掲載文:
***
このような場合で問題になるのは、モバイルデバイスのセキュリティ性です。MDM/MAMを導入していれば、盗難・紛失が発生しても、遠隔操作でデバイスのロックやデータ削除といった対応ができます。
また、指定されたWi-Fiにのみ接続できるように設定すれば、デバイスの利用範囲を店内のみに制限可能です。顧客情報といった機密性の高いデータについては、指定のWi-Fi経由でのみ扱い、デバイス内に保存しないよう設定することで、盗難による情報漏洩を防止できます。
飲食店
飲食店では、オーダーの管理や人件費の節約のために、モバイルデバイスが活用されます。
従来は、オーダーの管理には従業員が専用機器を利用するのが一般的でした。スマートフォンやタブレットを利用すればコスト削減になるため、近年ではこれらのモバイルデバイスを利用する企業が増えています。しかし、スマホなどを用いる場合には、専用のメニューアプリの導入やアップデートをそれぞれ手作業で行う必要があります。
MDM/MAMを導入すれば、各デバイスのアプリを一括で導入・アップデートするなどの管理が可能です。
***
提供データ:

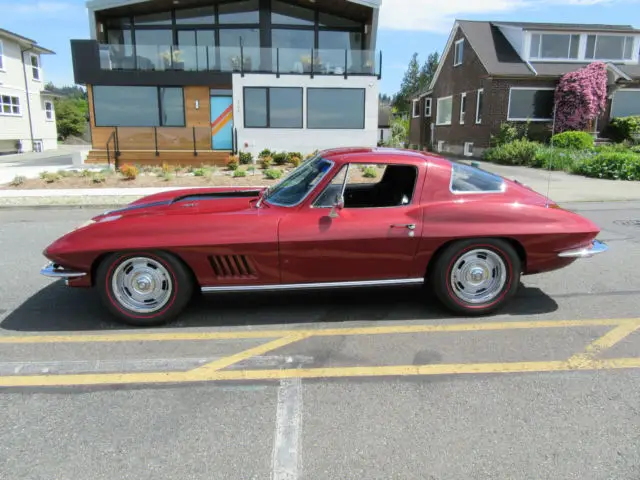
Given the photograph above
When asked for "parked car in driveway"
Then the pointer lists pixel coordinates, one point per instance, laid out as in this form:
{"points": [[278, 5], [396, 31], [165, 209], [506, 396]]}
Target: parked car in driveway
{"points": [[344, 218]]}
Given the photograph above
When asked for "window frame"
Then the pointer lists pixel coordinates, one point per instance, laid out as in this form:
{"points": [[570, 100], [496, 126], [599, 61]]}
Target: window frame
{"points": [[268, 98], [511, 119], [479, 95], [364, 108], [348, 164], [414, 104], [47, 111], [159, 112], [34, 69], [458, 51], [438, 110], [428, 103], [11, 104]]}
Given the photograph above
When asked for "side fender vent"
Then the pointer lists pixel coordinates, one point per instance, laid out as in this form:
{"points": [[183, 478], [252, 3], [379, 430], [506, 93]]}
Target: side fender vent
{"points": [[232, 266]]}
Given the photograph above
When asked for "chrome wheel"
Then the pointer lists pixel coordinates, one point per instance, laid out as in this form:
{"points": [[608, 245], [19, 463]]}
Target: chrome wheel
{"points": [[478, 276], [142, 285]]}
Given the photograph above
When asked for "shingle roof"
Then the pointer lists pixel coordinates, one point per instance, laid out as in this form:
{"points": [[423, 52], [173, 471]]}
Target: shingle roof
{"points": [[500, 58]]}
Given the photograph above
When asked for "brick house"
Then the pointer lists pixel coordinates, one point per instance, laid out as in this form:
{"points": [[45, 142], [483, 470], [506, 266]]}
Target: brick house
{"points": [[493, 72]]}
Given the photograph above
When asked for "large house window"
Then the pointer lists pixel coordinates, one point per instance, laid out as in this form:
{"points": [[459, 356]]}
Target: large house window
{"points": [[272, 107], [444, 111], [463, 108], [535, 104], [458, 52], [35, 67], [479, 105], [554, 46], [609, 47], [48, 110], [415, 108], [337, 108], [625, 103], [9, 105], [138, 106]]}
***
作業手順: 掲載文によると、飲食店のオーダー管理で従来一般的だった方法は何ですか。

演習解答: 従業員が専用機器を利用する方法です。